### What you are asked to do
Rescale the part of the records that opens with the line containing "locate the license" and closes with the line containing "0, 77, 113, 147", reproducing every line in it, instructions as well as answers. Multiply each bounding-box coordinate in the answers by 0.3 and round to the nearest whole number, rounding halves up; return only those lines.

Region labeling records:
** begin **

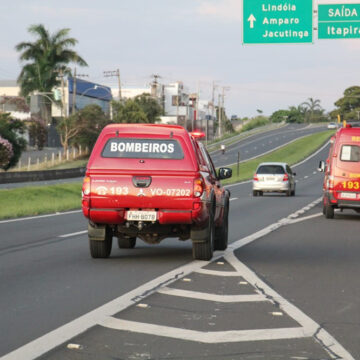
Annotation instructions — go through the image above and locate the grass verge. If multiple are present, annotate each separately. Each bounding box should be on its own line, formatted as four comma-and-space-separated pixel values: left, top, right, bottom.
0, 131, 334, 219
222, 130, 334, 185
0, 183, 82, 219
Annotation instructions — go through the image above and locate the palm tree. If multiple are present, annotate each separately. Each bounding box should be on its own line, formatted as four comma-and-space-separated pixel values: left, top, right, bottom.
300, 98, 322, 122
15, 24, 87, 120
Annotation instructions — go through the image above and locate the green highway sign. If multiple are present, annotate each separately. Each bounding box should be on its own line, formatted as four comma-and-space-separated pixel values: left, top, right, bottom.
318, 4, 360, 39
243, 0, 313, 44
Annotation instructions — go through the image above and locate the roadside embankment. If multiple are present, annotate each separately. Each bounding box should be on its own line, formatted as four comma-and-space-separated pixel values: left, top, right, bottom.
0, 131, 334, 219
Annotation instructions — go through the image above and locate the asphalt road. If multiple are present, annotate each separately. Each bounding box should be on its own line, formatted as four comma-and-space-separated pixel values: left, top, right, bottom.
212, 124, 327, 167
0, 124, 326, 189
0, 128, 360, 359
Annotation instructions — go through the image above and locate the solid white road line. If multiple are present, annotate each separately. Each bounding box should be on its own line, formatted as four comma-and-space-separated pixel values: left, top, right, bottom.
99, 317, 311, 344
157, 287, 270, 303
0, 200, 354, 360
0, 210, 82, 224
0, 255, 221, 360
289, 213, 323, 224
224, 251, 355, 360
59, 230, 87, 238
194, 268, 241, 277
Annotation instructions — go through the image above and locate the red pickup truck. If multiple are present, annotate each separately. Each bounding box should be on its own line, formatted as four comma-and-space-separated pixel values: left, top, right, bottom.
82, 124, 232, 260
319, 124, 360, 219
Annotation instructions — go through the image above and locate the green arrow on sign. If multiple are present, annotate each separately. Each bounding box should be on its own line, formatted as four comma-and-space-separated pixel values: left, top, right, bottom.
248, 14, 256, 29
243, 0, 313, 44
318, 4, 360, 39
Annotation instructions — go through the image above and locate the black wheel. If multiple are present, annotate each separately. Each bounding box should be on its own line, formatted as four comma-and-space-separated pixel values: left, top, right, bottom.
324, 204, 334, 219
191, 213, 215, 260
89, 226, 113, 259
118, 236, 136, 249
214, 197, 229, 250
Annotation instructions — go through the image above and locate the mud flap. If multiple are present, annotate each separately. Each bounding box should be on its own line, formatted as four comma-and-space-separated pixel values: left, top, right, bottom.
88, 223, 106, 241
190, 227, 209, 243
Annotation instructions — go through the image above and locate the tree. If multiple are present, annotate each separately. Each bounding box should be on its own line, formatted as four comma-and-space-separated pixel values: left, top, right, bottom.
286, 106, 305, 123
0, 113, 26, 170
0, 136, 14, 169
330, 86, 360, 120
300, 98, 324, 122
269, 110, 289, 123
57, 104, 110, 152
70, 104, 110, 149
28, 115, 47, 150
15, 24, 87, 121
112, 99, 149, 123
134, 93, 164, 124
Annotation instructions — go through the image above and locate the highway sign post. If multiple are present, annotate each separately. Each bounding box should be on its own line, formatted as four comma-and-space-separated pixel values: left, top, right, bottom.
318, 4, 360, 39
243, 0, 313, 44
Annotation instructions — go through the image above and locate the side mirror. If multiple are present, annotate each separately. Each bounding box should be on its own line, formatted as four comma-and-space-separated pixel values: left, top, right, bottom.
318, 160, 326, 172
218, 168, 232, 180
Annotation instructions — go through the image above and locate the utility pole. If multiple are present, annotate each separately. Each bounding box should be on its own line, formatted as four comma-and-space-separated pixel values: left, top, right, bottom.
71, 68, 89, 114
103, 69, 122, 101
151, 74, 161, 98
210, 81, 217, 141
219, 86, 230, 135
59, 69, 66, 118
218, 94, 222, 138
71, 68, 76, 114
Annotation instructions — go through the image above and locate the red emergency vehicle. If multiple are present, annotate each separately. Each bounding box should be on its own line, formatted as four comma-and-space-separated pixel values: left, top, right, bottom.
82, 124, 231, 260
319, 125, 360, 219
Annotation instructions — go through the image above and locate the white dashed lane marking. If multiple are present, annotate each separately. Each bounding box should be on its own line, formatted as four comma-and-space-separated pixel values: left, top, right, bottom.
158, 287, 269, 303
1, 199, 354, 360
59, 230, 87, 238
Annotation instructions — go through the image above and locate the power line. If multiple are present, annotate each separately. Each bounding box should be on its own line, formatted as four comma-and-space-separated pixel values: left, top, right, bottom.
103, 69, 121, 101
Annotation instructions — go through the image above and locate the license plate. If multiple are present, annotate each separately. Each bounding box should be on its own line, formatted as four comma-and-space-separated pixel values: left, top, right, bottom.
126, 211, 157, 221
340, 193, 356, 199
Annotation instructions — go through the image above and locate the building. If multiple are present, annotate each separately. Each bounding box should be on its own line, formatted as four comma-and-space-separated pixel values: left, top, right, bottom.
0, 77, 113, 147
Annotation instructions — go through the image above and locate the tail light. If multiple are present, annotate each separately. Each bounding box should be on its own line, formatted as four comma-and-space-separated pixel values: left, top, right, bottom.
194, 178, 205, 197
82, 176, 91, 196
326, 176, 334, 190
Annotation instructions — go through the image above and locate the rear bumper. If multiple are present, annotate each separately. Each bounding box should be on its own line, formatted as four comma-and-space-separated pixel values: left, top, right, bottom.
324, 191, 360, 209
83, 202, 205, 225
253, 181, 290, 192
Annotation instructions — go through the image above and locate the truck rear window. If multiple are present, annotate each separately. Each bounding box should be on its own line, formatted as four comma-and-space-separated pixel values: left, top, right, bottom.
102, 137, 184, 160
340, 145, 360, 162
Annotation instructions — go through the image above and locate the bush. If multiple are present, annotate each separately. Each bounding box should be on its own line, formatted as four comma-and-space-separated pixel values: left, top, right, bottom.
0, 136, 14, 169
29, 116, 47, 150
241, 116, 269, 131
0, 113, 26, 170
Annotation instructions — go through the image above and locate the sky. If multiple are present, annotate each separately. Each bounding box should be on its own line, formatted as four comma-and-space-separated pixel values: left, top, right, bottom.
0, 0, 360, 117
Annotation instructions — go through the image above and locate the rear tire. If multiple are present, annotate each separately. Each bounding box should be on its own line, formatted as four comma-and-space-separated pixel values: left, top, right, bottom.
118, 236, 136, 249
214, 197, 229, 250
323, 204, 334, 219
191, 213, 215, 261
89, 226, 113, 259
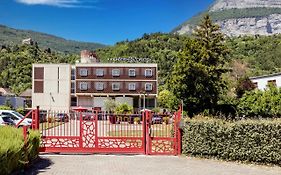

** end **

### Correct result
Annotation instructions — go through the image above and locate the license plate. If multiple are present, annotate each separately. Each bounding box should be on its own line, formatted as four comma-and-space-separated pixel values: left, top, right, bottom.
38, 63, 47, 66
102, 58, 107, 60
Annotation instructions — go through the image above and locate the building. If multiple are present, annotate each separately. Each bounding box should be on its own line, formatted as four comma-and-space-separated pixel values: left, top, right, bottom.
0, 23, 34, 44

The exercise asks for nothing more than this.